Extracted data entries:

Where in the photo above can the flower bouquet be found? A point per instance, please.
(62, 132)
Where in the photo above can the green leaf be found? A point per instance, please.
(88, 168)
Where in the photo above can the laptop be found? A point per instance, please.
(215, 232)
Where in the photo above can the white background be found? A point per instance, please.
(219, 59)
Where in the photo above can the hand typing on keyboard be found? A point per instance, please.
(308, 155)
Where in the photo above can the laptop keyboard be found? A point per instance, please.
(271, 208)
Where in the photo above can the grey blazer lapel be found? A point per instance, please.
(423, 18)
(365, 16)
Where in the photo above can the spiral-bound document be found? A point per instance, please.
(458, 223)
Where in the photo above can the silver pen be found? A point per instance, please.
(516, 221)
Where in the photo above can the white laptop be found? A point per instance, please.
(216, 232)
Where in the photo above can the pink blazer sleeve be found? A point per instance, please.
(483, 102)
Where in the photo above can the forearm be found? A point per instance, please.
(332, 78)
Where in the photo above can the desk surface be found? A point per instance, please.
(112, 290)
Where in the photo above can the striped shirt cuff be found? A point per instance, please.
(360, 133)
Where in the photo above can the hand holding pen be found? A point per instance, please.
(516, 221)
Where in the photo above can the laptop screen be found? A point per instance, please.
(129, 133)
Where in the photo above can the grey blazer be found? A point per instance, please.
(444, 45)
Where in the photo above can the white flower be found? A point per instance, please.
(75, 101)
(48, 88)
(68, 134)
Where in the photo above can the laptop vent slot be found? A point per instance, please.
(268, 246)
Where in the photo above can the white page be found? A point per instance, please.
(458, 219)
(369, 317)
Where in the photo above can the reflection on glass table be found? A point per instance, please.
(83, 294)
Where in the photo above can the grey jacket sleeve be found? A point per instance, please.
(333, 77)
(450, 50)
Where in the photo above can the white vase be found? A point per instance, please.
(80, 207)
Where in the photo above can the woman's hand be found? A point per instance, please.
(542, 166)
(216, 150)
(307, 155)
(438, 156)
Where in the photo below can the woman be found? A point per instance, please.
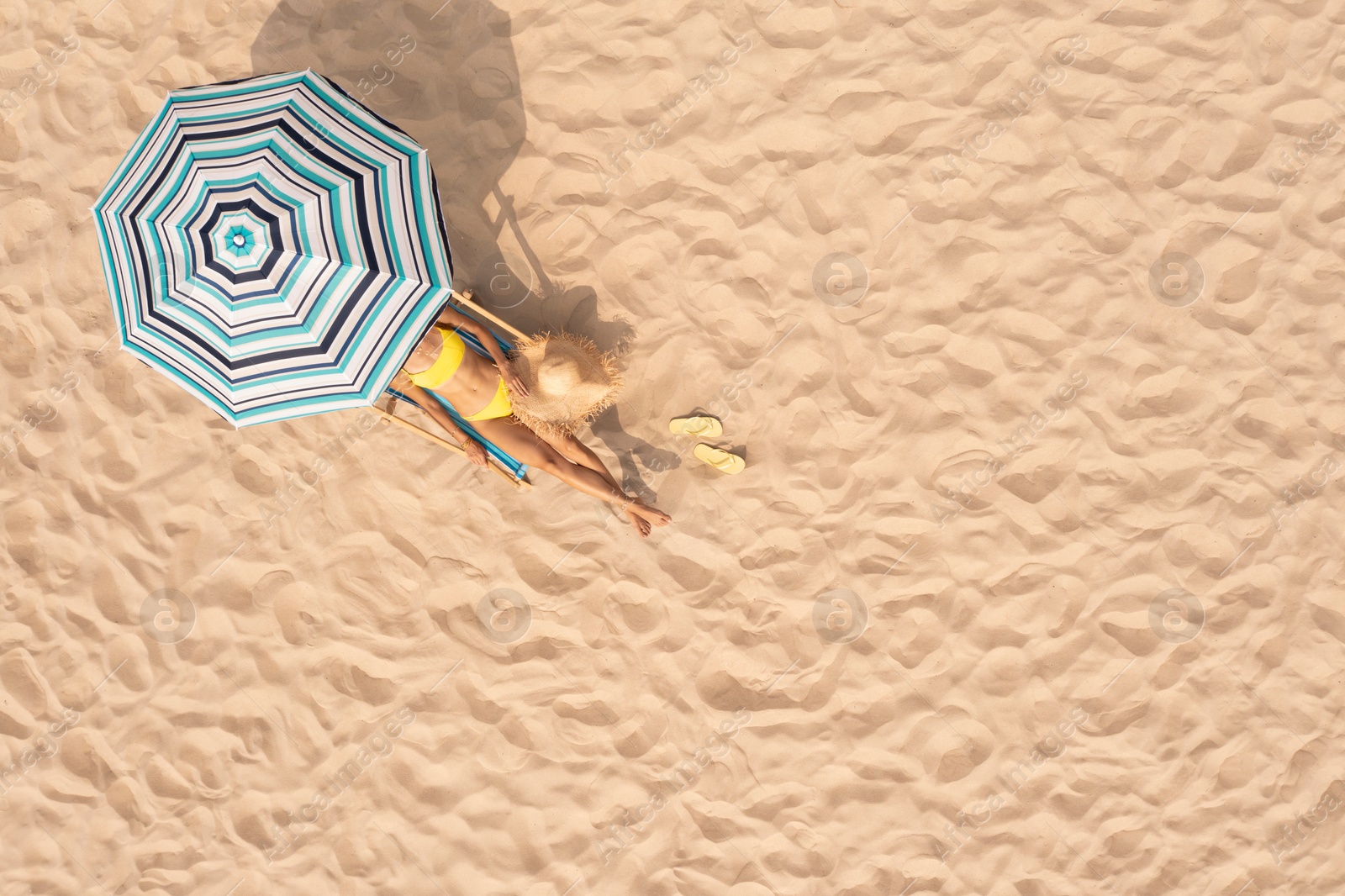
(479, 390)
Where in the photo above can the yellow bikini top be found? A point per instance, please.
(450, 360)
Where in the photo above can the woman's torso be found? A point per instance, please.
(474, 382)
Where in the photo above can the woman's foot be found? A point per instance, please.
(642, 525)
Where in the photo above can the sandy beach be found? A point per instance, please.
(1026, 320)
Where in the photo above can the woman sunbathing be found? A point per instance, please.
(481, 390)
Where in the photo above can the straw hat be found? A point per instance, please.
(569, 382)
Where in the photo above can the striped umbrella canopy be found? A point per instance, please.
(275, 246)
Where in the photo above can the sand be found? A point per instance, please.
(1026, 322)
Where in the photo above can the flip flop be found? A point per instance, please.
(699, 427)
(720, 459)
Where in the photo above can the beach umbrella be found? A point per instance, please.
(275, 246)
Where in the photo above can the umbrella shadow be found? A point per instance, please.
(632, 452)
(447, 76)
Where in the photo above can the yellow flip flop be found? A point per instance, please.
(720, 459)
(699, 427)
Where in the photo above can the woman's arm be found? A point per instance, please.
(459, 320)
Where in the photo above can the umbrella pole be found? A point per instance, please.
(467, 300)
(457, 450)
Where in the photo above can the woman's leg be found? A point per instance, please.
(578, 454)
(535, 451)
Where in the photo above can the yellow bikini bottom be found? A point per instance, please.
(499, 405)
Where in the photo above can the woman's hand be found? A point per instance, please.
(477, 454)
(513, 380)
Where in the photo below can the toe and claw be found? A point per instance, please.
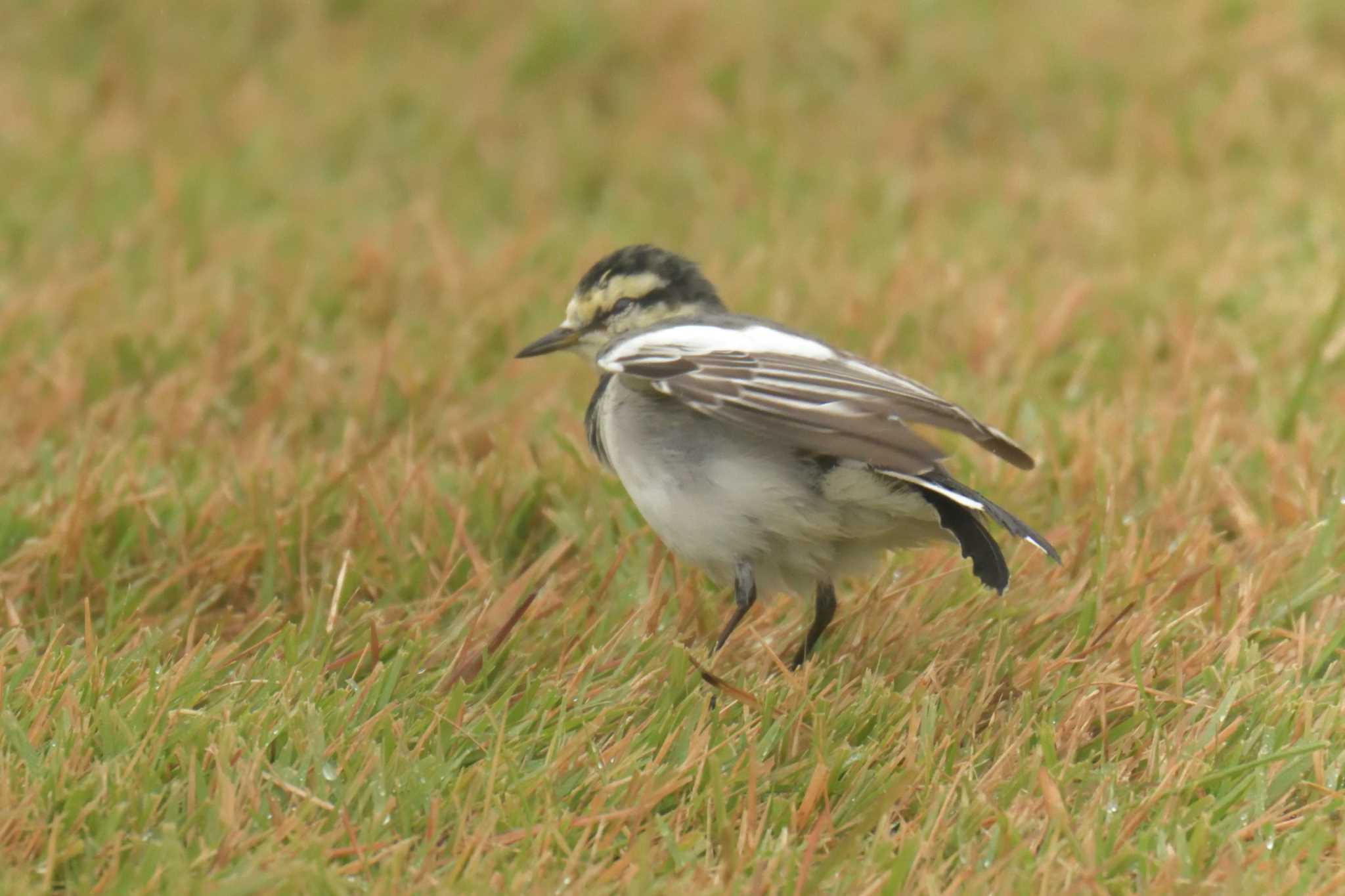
(744, 595)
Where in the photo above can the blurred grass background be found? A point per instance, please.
(307, 587)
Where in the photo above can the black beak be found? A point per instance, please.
(553, 341)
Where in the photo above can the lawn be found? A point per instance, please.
(307, 587)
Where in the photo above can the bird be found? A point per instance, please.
(764, 456)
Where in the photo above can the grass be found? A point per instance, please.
(309, 587)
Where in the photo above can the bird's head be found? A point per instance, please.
(630, 289)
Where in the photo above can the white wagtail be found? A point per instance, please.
(763, 454)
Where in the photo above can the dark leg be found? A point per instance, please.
(744, 594)
(826, 608)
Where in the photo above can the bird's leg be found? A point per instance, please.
(822, 613)
(744, 594)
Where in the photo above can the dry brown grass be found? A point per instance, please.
(309, 589)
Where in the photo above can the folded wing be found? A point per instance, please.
(795, 389)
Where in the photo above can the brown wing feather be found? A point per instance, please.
(838, 406)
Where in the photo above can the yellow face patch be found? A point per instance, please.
(584, 308)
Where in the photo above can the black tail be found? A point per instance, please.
(978, 545)
(988, 562)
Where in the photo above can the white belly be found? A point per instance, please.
(717, 495)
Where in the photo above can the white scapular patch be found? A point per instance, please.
(698, 339)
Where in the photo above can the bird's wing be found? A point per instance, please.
(794, 389)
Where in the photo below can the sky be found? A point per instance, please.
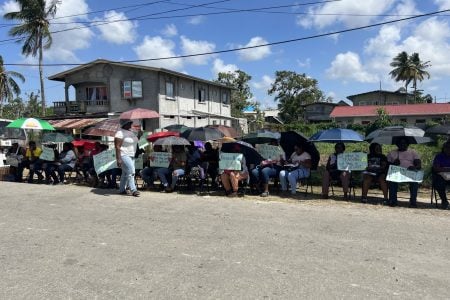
(344, 64)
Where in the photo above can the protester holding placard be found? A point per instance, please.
(441, 173)
(332, 173)
(377, 165)
(407, 159)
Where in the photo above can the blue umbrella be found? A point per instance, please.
(336, 135)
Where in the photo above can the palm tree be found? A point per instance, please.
(8, 86)
(34, 31)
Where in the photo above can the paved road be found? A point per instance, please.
(69, 242)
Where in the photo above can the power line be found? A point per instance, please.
(248, 47)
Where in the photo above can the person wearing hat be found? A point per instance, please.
(125, 142)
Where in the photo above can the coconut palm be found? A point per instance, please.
(8, 86)
(33, 31)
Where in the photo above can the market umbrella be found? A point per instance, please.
(390, 135)
(56, 137)
(172, 141)
(337, 135)
(157, 135)
(291, 138)
(30, 123)
(202, 134)
(139, 113)
(106, 127)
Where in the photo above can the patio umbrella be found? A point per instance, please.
(202, 134)
(390, 135)
(106, 127)
(56, 137)
(337, 135)
(30, 123)
(172, 141)
(153, 137)
(139, 113)
(291, 138)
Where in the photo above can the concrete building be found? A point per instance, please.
(103, 88)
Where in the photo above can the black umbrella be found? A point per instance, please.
(291, 138)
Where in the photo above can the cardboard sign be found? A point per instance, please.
(160, 159)
(230, 161)
(400, 174)
(270, 151)
(352, 161)
(105, 160)
(47, 154)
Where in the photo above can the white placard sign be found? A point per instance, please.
(400, 174)
(105, 160)
(352, 161)
(160, 159)
(230, 161)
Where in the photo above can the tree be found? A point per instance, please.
(34, 31)
(240, 94)
(292, 91)
(8, 86)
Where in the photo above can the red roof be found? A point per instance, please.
(392, 110)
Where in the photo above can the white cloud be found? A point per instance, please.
(122, 32)
(347, 66)
(219, 66)
(255, 53)
(157, 47)
(193, 47)
(170, 30)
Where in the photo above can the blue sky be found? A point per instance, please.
(344, 64)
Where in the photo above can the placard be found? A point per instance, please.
(47, 154)
(352, 161)
(400, 174)
(270, 151)
(105, 160)
(230, 161)
(160, 159)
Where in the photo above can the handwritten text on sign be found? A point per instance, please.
(230, 161)
(400, 174)
(270, 151)
(160, 159)
(352, 161)
(105, 160)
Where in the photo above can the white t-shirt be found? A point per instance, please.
(129, 142)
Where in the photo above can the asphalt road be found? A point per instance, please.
(70, 242)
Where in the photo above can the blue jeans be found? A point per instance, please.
(393, 188)
(127, 177)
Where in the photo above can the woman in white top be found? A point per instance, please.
(125, 144)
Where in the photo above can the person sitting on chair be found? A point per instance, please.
(376, 170)
(301, 165)
(332, 173)
(407, 159)
(441, 170)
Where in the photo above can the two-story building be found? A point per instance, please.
(104, 88)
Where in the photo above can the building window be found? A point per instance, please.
(131, 89)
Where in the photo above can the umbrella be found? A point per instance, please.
(172, 141)
(153, 137)
(30, 123)
(291, 138)
(336, 135)
(251, 155)
(56, 137)
(177, 127)
(202, 134)
(226, 130)
(139, 113)
(390, 135)
(106, 127)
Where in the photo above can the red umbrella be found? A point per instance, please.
(153, 137)
(139, 113)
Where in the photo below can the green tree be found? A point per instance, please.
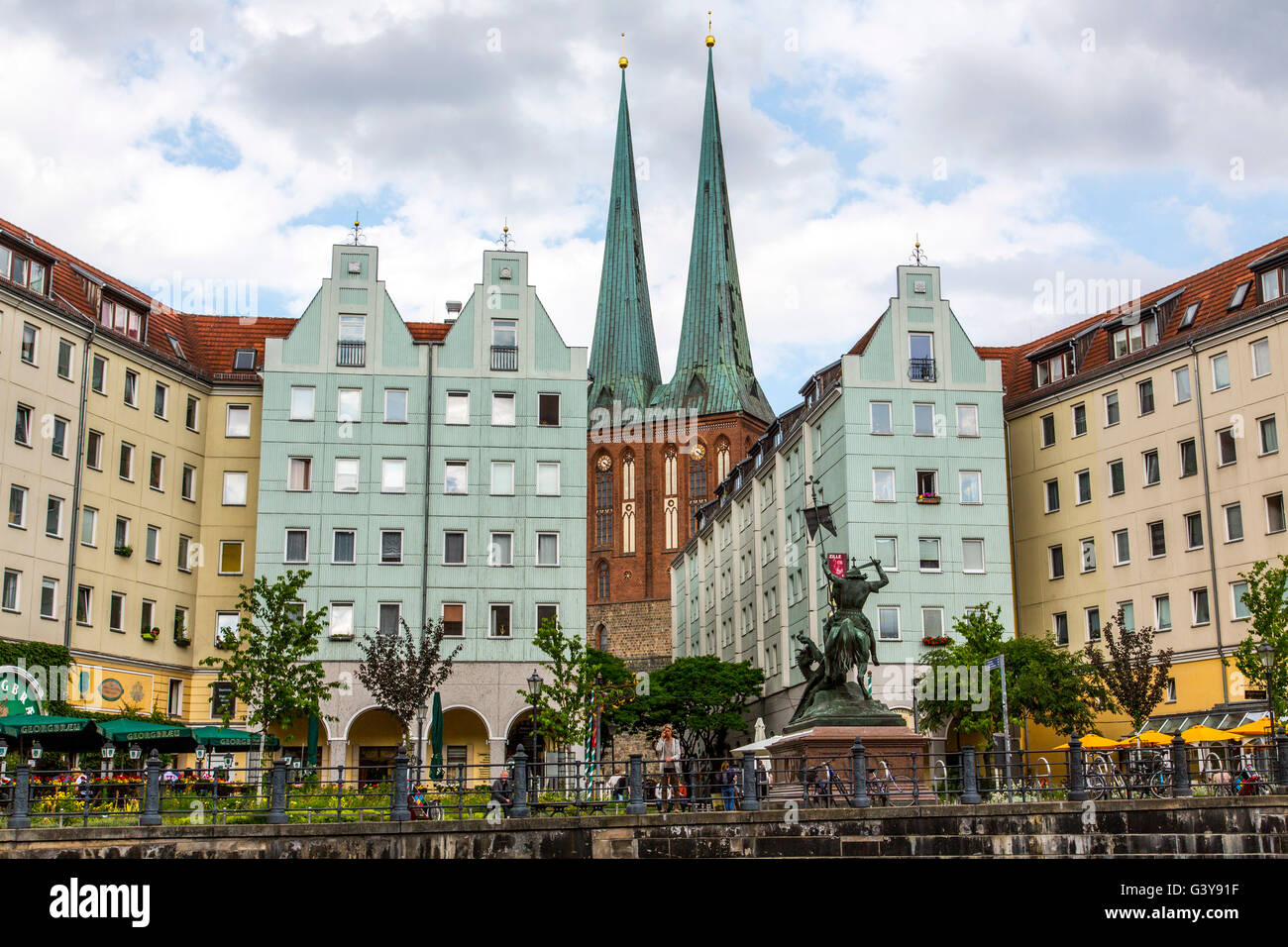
(273, 667)
(1132, 676)
(703, 698)
(402, 672)
(1044, 684)
(563, 706)
(1266, 599)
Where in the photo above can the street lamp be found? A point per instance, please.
(535, 693)
(1267, 661)
(420, 740)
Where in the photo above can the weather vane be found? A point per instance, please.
(917, 254)
(506, 239)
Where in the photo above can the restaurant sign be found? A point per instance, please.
(20, 693)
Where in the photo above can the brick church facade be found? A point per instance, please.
(657, 450)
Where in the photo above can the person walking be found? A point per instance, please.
(668, 751)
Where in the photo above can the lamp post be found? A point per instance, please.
(420, 740)
(1267, 660)
(535, 693)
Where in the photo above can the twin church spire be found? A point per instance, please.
(713, 372)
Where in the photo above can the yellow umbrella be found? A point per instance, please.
(1207, 735)
(1094, 741)
(1257, 728)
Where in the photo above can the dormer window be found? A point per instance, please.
(1129, 339)
(1054, 368)
(121, 318)
(1240, 292)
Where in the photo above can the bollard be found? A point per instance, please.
(859, 776)
(151, 814)
(750, 791)
(1077, 771)
(519, 806)
(970, 777)
(277, 793)
(1180, 770)
(635, 806)
(21, 817)
(399, 812)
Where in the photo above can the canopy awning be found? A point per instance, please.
(53, 732)
(149, 735)
(232, 740)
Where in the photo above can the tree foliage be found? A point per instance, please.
(702, 697)
(1266, 602)
(1133, 677)
(1044, 684)
(402, 672)
(273, 667)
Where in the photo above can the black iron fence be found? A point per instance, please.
(278, 792)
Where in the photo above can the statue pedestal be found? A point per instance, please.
(800, 757)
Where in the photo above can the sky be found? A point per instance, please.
(1024, 145)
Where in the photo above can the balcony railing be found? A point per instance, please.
(505, 359)
(921, 369)
(351, 355)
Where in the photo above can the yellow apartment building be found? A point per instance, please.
(1145, 472)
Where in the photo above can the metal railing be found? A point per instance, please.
(351, 355)
(505, 359)
(921, 369)
(277, 792)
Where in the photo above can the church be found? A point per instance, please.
(657, 450)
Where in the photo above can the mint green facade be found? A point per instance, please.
(352, 339)
(752, 579)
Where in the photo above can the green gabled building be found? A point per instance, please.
(425, 472)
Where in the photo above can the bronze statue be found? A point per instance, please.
(848, 642)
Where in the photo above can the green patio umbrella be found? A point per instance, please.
(150, 735)
(436, 740)
(231, 740)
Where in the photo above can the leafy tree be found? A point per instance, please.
(703, 698)
(1133, 677)
(1044, 684)
(1265, 598)
(563, 706)
(273, 665)
(402, 672)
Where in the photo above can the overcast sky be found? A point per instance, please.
(233, 141)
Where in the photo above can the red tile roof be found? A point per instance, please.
(1212, 290)
(209, 342)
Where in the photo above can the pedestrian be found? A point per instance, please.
(728, 788)
(502, 788)
(668, 750)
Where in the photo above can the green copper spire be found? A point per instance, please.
(712, 369)
(623, 352)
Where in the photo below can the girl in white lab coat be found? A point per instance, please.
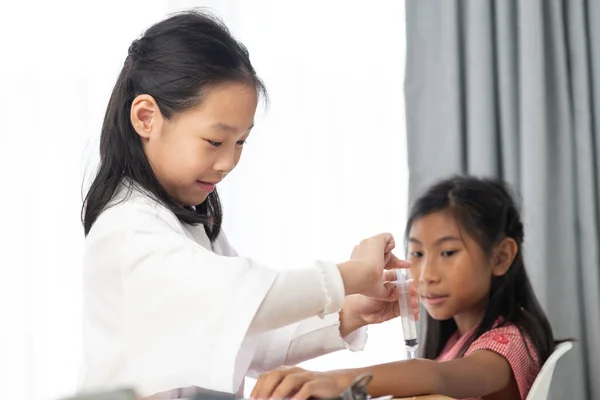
(169, 306)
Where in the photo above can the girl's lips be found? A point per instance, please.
(206, 186)
(433, 299)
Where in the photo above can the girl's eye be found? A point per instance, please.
(449, 253)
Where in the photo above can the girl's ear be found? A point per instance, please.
(145, 116)
(503, 256)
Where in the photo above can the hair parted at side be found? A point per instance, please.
(176, 61)
(486, 210)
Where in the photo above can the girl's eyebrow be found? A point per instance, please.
(228, 128)
(441, 240)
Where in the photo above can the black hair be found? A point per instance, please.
(176, 61)
(486, 210)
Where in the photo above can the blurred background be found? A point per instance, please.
(497, 88)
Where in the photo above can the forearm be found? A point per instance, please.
(400, 379)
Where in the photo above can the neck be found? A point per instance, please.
(468, 320)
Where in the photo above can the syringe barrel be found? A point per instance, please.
(409, 326)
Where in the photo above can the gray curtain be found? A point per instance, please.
(511, 89)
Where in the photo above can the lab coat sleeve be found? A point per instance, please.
(296, 343)
(186, 310)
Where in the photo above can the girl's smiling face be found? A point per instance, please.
(194, 150)
(451, 272)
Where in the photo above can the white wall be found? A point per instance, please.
(325, 166)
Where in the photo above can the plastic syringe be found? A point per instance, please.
(409, 326)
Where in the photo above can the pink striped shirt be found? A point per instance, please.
(507, 342)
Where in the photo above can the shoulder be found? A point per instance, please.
(506, 340)
(509, 342)
(131, 210)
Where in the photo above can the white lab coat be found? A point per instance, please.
(164, 309)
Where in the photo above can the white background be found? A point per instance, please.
(324, 167)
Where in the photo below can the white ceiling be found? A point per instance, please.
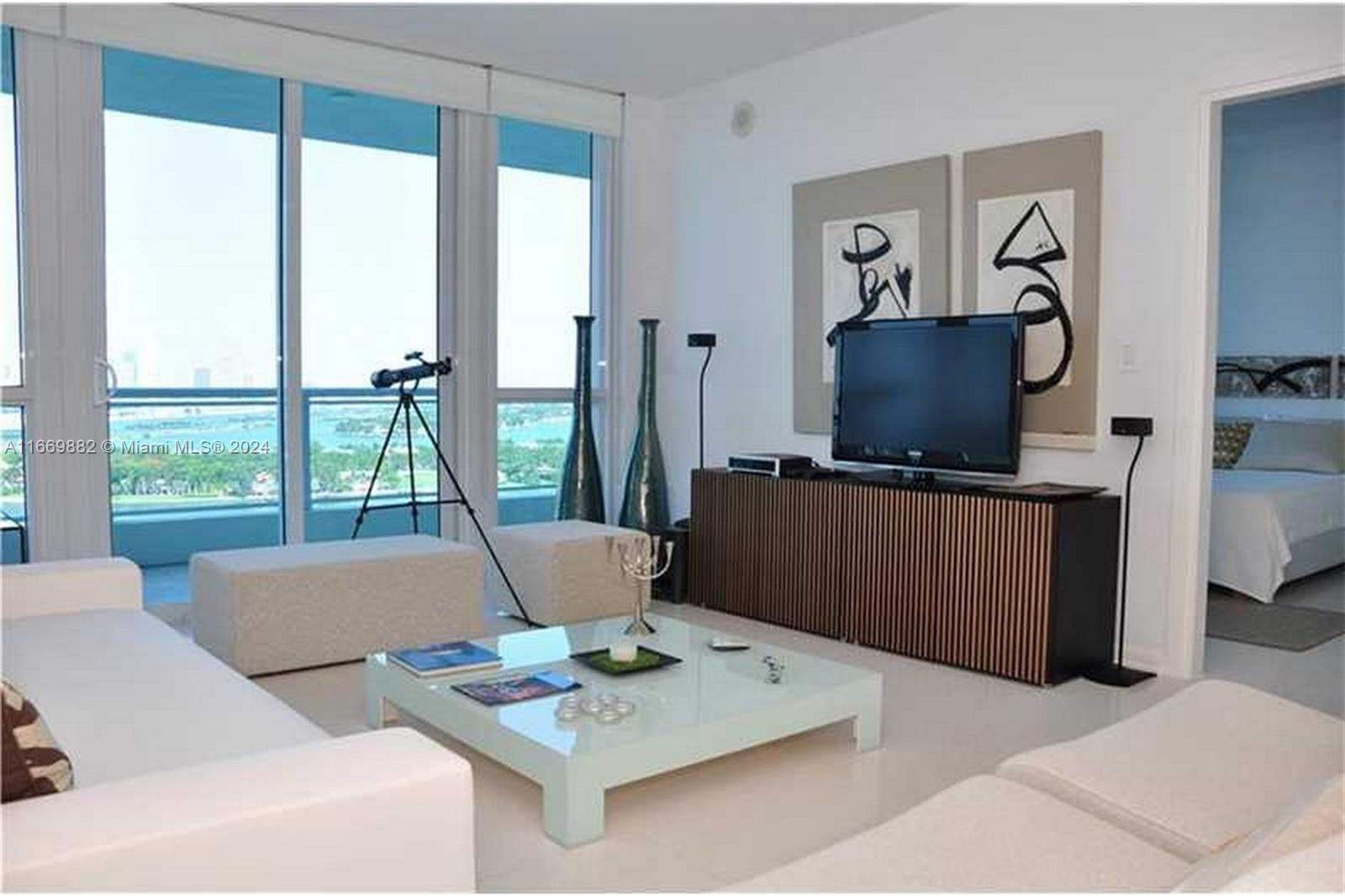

* [EXERCISE DESCRIPTION]:
Write out the lines between the one holding "Where in the photo above can the red umbrella" and the one holding "(1266, 599)", inclusive. Leave the pictures out of your copy.

* [TASK RESPONSE]:
Where in the photo above can the red umbrella be found? A point per instance, please.
(153, 137)
(139, 113)
Where in the photo below can the green tree be found? A point per instance, please.
(273, 667)
(1132, 676)
(703, 698)
(402, 672)
(1044, 684)
(563, 706)
(1266, 599)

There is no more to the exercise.